WHAT THIS TASK INVOLVES - All of the entries must be reproduced exactly, with no images carried over.

LISTING -
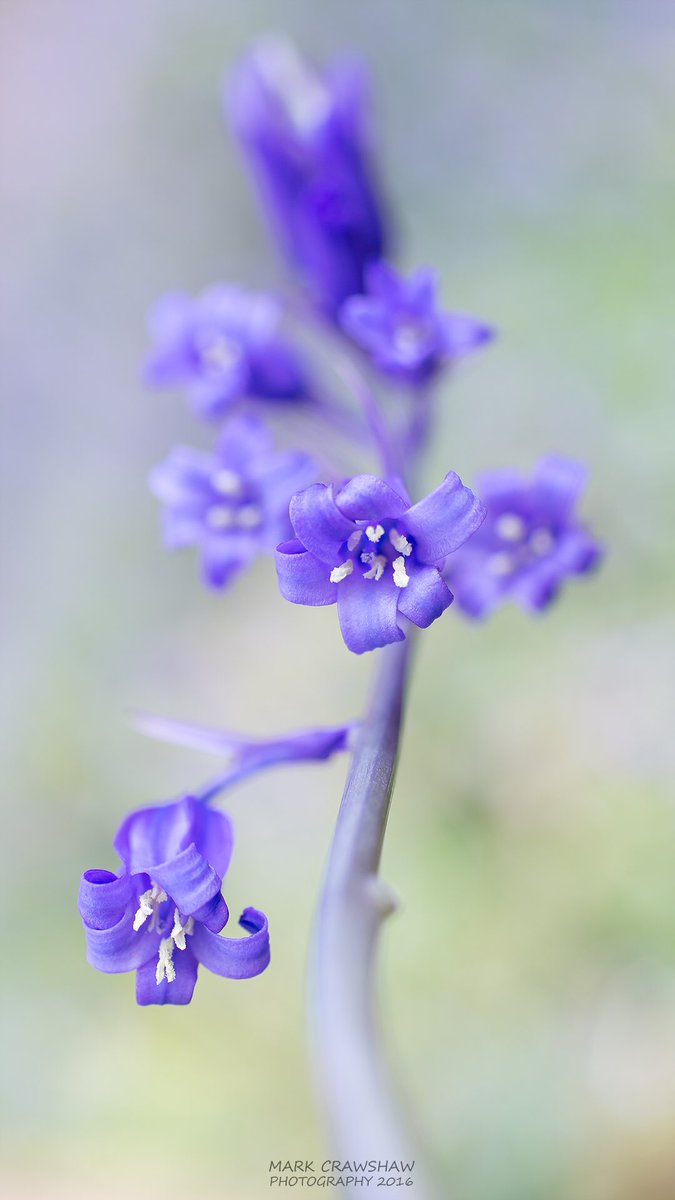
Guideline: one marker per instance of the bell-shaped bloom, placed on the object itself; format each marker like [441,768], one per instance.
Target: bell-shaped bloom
[399,322]
[163,913]
[233,503]
[530,541]
[223,346]
[245,755]
[366,549]
[303,135]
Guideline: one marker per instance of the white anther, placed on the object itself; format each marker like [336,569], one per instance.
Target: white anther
[221,353]
[249,516]
[511,527]
[166,969]
[542,541]
[400,543]
[500,564]
[377,564]
[219,516]
[226,481]
[180,930]
[374,533]
[340,573]
[148,906]
[401,577]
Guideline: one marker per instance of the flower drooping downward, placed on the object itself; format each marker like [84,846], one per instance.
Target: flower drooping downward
[369,550]
[401,325]
[162,916]
[530,543]
[233,504]
[223,346]
[303,135]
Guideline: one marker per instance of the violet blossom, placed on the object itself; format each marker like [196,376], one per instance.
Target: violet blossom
[369,550]
[233,503]
[304,138]
[223,346]
[400,323]
[530,541]
[162,916]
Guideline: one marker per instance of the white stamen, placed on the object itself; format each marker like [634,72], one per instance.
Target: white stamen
[300,91]
[401,577]
[400,543]
[500,564]
[511,527]
[340,573]
[219,517]
[166,969]
[249,516]
[374,533]
[148,906]
[541,541]
[226,481]
[180,930]
[377,564]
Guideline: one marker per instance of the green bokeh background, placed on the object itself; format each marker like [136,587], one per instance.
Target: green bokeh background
[529,979]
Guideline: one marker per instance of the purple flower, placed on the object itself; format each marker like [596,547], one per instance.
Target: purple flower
[233,504]
[401,325]
[303,135]
[162,916]
[225,346]
[371,552]
[530,541]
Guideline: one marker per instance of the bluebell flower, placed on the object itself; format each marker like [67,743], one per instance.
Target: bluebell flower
[223,346]
[163,913]
[400,323]
[233,503]
[304,138]
[530,541]
[374,553]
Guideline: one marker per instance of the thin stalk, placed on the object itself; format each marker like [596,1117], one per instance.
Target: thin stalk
[347,1057]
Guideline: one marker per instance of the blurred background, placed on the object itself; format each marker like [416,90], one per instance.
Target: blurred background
[529,979]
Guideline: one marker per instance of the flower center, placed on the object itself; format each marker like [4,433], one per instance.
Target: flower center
[375,547]
[149,905]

TASK RESULT -
Guideline: one marker per instance of the bell-shaped bloom, placed on the object itself; format each marker like [441,768], one per instance.
Target: bell-shaped bloom
[399,322]
[163,913]
[233,503]
[530,541]
[223,346]
[245,755]
[366,549]
[303,135]
Guideline: one marker per instance of the white anther, placed on the object itself; format each marker like [336,569], one per instance.
Target: white anther
[221,353]
[249,516]
[511,527]
[166,969]
[542,541]
[400,543]
[500,564]
[377,564]
[219,516]
[226,481]
[180,930]
[374,533]
[340,573]
[148,906]
[401,577]
Guideline: one marker per instance of the flower drooping downward, placed on the object itself; format each marker like [84,846], one per instance.
Target: flower drooping downward
[369,550]
[401,325]
[162,916]
[530,543]
[233,504]
[223,346]
[303,135]
Guideline: one marker per instance of the violet blossom, placed on the object itself; format each marker like [196,376], one per instance.
Target: violet blossom
[369,550]
[233,503]
[304,138]
[223,346]
[400,323]
[530,541]
[162,916]
Guideline: one marker per instance of the white stamen, placed on the object itself; format each marker like [634,72], one per instance.
Target: white stamen
[300,91]
[401,577]
[400,543]
[500,564]
[511,527]
[340,573]
[219,517]
[166,969]
[249,516]
[374,533]
[148,906]
[541,541]
[226,481]
[180,930]
[377,564]
Guideline: one marker per instance of the green bokeh background, placed on the object itself; format each marker like [136,587], one per instance.
Target: green bokeh background
[529,979]
Guideline: one marker per instance of the purple flower, placed on the object itself; format each marker like [596,547], one per instance.
Target: purple flower
[233,504]
[401,325]
[303,135]
[162,916]
[225,346]
[371,552]
[530,541]
Guideline: one marker per instance of the bluebell flower, placed on the object itself; format each marker like [67,743], one per instance.
Target: bluebell flower
[223,346]
[163,913]
[400,323]
[233,503]
[304,138]
[530,541]
[374,553]
Guideline: one marker per instance of the thin stalk, placed on the object itself; format each marker like [596,1117], one per instance.
Target: thin stalk
[347,1057]
Guideline: one marker per instance of the blurred background, placed on the object itself; format each marker like [416,90], one per instance.
Target: blurred background
[529,979]
Guideline: one marker per instance of the flower center, placed on the object itself; format each marker like [4,433], one per instance.
Target: flower center
[375,547]
[149,905]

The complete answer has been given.